===== Text passage

Meanwhile some people are expecting that somehow a massive amount of nodes (thanks to the artificially kept small blockchain) will be run on a network that nobody can really use but a few niche areas.

Basically, who will care running a node at all?

Oh... that... well..it would be a legitimate point if it made any sense at all..unfortunately it doesn't.

Without nodes there's no Bitcoin and without Bitcoin there is no payment channels, sidechains, off-chain services, nothing.

So basically by running a node you are not only supporting Bitcoin but all of its ecosystem. Imagine when nodes get commoditized and every one can set easily set up one and maintain it a little to no cost, the ultimate decentralization!

Of course that can't happen if you bloat the blockchain so much that you'd need specialized hardware/datacenters to run it.


Look I'm not here to argue that decentralization + having a maximum of full nodes and security is not important. It is and I do care about that a lot just like you do.

==========
===== Records shown

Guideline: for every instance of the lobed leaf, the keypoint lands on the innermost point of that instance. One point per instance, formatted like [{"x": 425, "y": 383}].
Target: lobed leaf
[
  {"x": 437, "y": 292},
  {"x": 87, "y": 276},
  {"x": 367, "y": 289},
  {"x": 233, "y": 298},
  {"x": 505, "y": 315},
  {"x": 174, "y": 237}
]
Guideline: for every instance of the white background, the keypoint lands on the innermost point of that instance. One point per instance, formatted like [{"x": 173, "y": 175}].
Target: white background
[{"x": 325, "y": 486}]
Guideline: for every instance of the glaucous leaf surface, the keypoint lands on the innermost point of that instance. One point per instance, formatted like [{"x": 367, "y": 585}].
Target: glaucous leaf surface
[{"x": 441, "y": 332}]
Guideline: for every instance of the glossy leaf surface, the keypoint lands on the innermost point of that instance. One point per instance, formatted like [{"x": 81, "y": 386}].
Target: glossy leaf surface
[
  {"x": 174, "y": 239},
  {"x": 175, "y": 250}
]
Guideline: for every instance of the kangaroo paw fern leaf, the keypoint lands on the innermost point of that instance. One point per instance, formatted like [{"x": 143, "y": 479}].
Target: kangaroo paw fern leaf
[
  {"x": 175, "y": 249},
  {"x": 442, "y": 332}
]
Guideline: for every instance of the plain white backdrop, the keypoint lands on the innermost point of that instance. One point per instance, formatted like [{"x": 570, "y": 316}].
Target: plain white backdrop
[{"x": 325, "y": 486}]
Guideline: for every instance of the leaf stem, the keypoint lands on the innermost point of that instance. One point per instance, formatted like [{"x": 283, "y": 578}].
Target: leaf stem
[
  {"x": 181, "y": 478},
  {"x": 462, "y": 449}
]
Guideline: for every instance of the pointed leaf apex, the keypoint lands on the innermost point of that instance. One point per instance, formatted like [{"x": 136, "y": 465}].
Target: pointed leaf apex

==========

Please quote the Bitcoin node passage word for word in full.

# [Task response]
Meanwhile some people are expecting that somehow a massive amount of nodes (thanks to the artificially kept small blockchain) will be run on a network that nobody can really use but a few niche areas.

Basically, who will care running a node at all?

Oh... that... well..it would be a legitimate point if it made any sense at all..unfortunately it doesn't.

Without nodes there's no Bitcoin and without Bitcoin there is no payment channels, sidechains, off-chain services, nothing.

So basically by running a node you are not only supporting Bitcoin but all of its ecosystem. Imagine when nodes get commoditized and every one can set easily set up one and maintain it a little to no cost, the ultimate decentralization!

Of course that can't happen if you bloat the blockchain so much that you'd need specialized hardware/datacenters to run it.


Look I'm not here to argue that decentralization + having a maximum of full nodes and security is not important. It is and I do care about that a lot just like you do.